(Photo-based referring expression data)
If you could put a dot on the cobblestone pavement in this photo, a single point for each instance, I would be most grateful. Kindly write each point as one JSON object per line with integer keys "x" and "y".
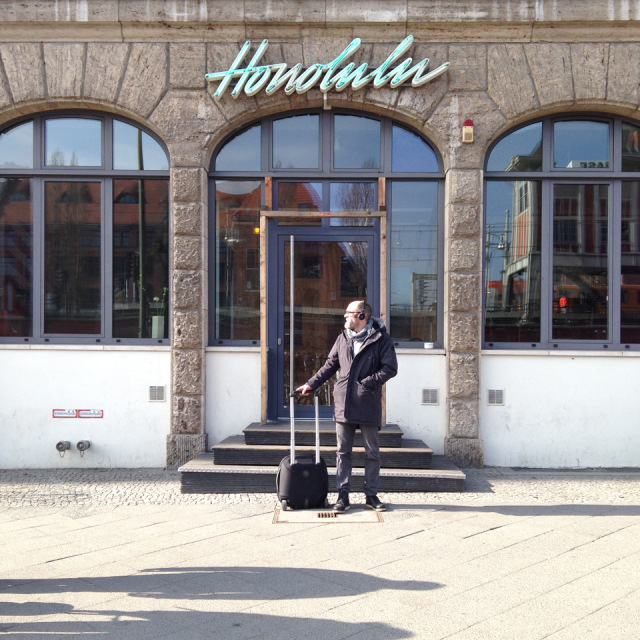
{"x": 158, "y": 486}
{"x": 121, "y": 554}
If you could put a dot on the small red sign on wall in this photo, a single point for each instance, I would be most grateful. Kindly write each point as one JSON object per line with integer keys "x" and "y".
{"x": 65, "y": 413}
{"x": 90, "y": 413}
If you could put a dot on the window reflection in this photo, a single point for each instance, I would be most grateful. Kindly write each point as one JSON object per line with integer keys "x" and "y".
{"x": 140, "y": 237}
{"x": 238, "y": 260}
{"x": 353, "y": 196}
{"x": 580, "y": 255}
{"x": 327, "y": 277}
{"x": 300, "y": 196}
{"x": 413, "y": 245}
{"x": 519, "y": 151}
{"x": 356, "y": 143}
{"x": 72, "y": 264}
{"x": 16, "y": 246}
{"x": 630, "y": 250}
{"x": 296, "y": 142}
{"x": 16, "y": 147}
{"x": 241, "y": 153}
{"x": 73, "y": 142}
{"x": 134, "y": 150}
{"x": 512, "y": 261}
{"x": 580, "y": 144}
{"x": 630, "y": 147}
{"x": 410, "y": 153}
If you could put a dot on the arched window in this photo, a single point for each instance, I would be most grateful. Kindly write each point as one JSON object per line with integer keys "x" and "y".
{"x": 562, "y": 236}
{"x": 84, "y": 231}
{"x": 327, "y": 161}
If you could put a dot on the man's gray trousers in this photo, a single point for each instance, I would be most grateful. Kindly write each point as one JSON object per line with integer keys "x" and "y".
{"x": 346, "y": 432}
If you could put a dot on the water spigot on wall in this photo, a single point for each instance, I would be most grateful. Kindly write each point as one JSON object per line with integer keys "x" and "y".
{"x": 62, "y": 447}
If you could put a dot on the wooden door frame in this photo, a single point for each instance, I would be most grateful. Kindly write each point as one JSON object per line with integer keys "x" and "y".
{"x": 267, "y": 213}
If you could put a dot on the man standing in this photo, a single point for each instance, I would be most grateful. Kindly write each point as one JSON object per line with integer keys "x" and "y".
{"x": 366, "y": 358}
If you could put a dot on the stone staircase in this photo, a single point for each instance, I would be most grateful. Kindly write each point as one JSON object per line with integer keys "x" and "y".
{"x": 248, "y": 463}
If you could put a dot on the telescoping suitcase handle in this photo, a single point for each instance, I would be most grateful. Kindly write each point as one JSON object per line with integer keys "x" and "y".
{"x": 292, "y": 421}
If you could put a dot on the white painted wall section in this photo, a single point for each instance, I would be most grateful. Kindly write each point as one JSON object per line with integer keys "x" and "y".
{"x": 35, "y": 381}
{"x": 233, "y": 391}
{"x": 233, "y": 394}
{"x": 417, "y": 371}
{"x": 571, "y": 410}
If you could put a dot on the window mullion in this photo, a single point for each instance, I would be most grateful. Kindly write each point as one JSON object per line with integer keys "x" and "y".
{"x": 107, "y": 253}
{"x": 546, "y": 257}
{"x": 615, "y": 260}
{"x": 37, "y": 251}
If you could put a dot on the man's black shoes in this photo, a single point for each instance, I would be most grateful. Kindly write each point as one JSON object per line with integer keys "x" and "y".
{"x": 342, "y": 504}
{"x": 373, "y": 503}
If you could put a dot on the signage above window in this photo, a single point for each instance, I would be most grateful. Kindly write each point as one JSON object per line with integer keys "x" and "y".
{"x": 254, "y": 78}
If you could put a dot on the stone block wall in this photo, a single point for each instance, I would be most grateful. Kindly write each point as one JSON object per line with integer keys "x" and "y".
{"x": 510, "y": 62}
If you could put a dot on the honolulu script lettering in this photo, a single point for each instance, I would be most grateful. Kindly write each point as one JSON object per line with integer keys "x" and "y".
{"x": 254, "y": 77}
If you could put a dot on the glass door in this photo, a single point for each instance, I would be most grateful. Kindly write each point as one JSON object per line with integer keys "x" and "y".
{"x": 330, "y": 271}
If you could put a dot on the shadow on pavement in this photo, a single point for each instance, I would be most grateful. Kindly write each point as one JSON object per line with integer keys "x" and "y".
{"x": 196, "y": 625}
{"x": 223, "y": 583}
{"x": 527, "y": 510}
{"x": 188, "y": 603}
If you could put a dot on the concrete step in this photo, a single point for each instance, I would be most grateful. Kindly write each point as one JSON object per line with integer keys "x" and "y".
{"x": 412, "y": 454}
{"x": 279, "y": 433}
{"x": 201, "y": 475}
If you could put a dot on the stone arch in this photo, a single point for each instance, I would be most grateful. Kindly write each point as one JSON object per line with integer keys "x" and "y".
{"x": 128, "y": 79}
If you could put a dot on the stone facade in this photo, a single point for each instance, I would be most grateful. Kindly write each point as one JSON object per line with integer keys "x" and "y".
{"x": 510, "y": 61}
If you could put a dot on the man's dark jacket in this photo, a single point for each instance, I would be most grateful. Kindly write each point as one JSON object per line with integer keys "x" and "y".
{"x": 357, "y": 395}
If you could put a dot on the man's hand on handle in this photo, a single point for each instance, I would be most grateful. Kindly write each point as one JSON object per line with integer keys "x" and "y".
{"x": 304, "y": 390}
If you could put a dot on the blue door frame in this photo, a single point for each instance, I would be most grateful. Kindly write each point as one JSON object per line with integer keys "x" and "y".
{"x": 277, "y": 408}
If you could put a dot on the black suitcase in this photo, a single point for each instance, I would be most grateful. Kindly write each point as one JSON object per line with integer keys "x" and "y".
{"x": 302, "y": 482}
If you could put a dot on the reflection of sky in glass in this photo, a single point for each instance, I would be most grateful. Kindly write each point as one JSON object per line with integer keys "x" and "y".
{"x": 519, "y": 143}
{"x": 296, "y": 142}
{"x": 413, "y": 239}
{"x": 125, "y": 149}
{"x": 580, "y": 140}
{"x": 356, "y": 143}
{"x": 16, "y": 147}
{"x": 73, "y": 142}
{"x": 241, "y": 153}
{"x": 411, "y": 153}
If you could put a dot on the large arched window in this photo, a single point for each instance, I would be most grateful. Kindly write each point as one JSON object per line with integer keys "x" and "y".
{"x": 327, "y": 161}
{"x": 84, "y": 231}
{"x": 562, "y": 236}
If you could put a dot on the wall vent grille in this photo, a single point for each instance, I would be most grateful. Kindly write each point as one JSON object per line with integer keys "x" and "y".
{"x": 429, "y": 396}
{"x": 156, "y": 394}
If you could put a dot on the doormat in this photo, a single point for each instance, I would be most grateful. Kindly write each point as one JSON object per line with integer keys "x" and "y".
{"x": 309, "y": 516}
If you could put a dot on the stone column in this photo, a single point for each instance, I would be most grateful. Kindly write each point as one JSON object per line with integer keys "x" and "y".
{"x": 463, "y": 291}
{"x": 189, "y": 310}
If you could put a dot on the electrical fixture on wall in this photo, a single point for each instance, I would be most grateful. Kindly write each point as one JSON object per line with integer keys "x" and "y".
{"x": 62, "y": 447}
{"x": 82, "y": 446}
{"x": 467, "y": 131}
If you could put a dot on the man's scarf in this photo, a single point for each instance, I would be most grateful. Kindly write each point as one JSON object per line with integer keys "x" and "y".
{"x": 360, "y": 337}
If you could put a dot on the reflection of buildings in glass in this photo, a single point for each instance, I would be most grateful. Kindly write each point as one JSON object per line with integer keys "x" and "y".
{"x": 630, "y": 258}
{"x": 580, "y": 260}
{"x": 15, "y": 257}
{"x": 414, "y": 299}
{"x": 73, "y": 219}
{"x": 237, "y": 260}
{"x": 140, "y": 227}
{"x": 512, "y": 253}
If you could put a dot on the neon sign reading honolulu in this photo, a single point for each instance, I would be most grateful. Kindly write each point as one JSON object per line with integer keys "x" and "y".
{"x": 254, "y": 77}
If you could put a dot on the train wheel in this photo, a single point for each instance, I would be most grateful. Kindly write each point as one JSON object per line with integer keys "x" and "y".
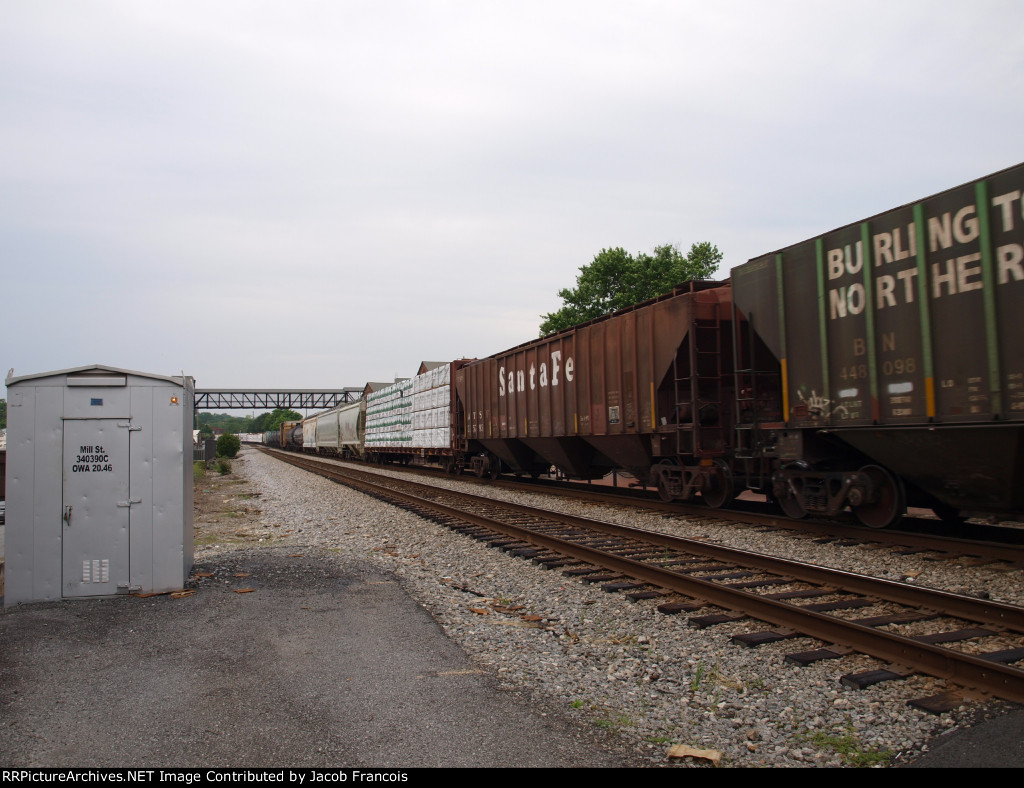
{"x": 890, "y": 505}
{"x": 792, "y": 508}
{"x": 720, "y": 490}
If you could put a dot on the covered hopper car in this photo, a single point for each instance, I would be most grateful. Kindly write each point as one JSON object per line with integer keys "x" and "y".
{"x": 876, "y": 366}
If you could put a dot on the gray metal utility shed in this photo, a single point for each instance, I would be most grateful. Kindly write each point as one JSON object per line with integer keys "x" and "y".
{"x": 99, "y": 483}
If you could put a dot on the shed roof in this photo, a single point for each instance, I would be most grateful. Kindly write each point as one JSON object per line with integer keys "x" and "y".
{"x": 12, "y": 379}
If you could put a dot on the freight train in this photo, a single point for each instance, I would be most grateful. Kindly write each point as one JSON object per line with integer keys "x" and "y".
{"x": 875, "y": 366}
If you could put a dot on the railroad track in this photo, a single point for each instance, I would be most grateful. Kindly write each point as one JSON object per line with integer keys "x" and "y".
{"x": 969, "y": 642}
{"x": 845, "y": 530}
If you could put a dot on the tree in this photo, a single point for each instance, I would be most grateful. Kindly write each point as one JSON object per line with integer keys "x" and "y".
{"x": 228, "y": 445}
{"x": 615, "y": 279}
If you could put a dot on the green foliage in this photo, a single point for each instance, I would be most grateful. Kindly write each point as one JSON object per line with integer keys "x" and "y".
{"x": 849, "y": 748}
{"x": 615, "y": 279}
{"x": 228, "y": 445}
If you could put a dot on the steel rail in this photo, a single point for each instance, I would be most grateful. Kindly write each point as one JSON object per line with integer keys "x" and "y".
{"x": 965, "y": 669}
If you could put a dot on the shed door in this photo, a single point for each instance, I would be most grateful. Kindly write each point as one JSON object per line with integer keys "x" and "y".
{"x": 95, "y": 507}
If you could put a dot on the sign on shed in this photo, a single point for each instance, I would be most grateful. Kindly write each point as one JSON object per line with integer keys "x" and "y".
{"x": 99, "y": 483}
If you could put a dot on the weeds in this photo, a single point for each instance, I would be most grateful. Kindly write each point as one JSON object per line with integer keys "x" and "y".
{"x": 849, "y": 748}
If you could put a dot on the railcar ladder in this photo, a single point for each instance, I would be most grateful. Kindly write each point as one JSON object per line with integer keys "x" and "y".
{"x": 699, "y": 391}
{"x": 751, "y": 398}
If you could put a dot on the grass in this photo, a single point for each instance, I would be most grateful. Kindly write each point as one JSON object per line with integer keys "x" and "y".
{"x": 849, "y": 748}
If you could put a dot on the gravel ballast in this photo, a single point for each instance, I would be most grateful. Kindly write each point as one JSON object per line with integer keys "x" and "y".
{"x": 620, "y": 665}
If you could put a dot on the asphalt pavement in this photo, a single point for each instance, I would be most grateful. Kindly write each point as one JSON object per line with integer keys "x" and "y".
{"x": 322, "y": 664}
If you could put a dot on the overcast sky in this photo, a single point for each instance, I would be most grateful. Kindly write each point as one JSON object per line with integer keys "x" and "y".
{"x": 316, "y": 193}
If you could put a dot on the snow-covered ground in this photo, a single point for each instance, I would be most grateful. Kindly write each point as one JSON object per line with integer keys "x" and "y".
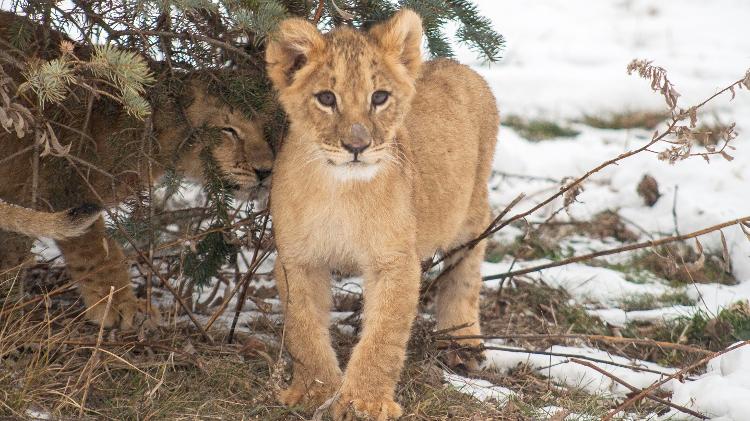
{"x": 566, "y": 59}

[Task directions]: Copy the entries above exactly from the line with "If you could put a dot on the snow-covered" down to their last line, both ends included. Do not copy any pictures.

[Solved problem]:
If you could put a dot on the snow-covered ground in this photo, a single point for each instance, I would be most grateful. Kindly write each point as one JSON object per line with integer keys "x" and "y".
{"x": 566, "y": 59}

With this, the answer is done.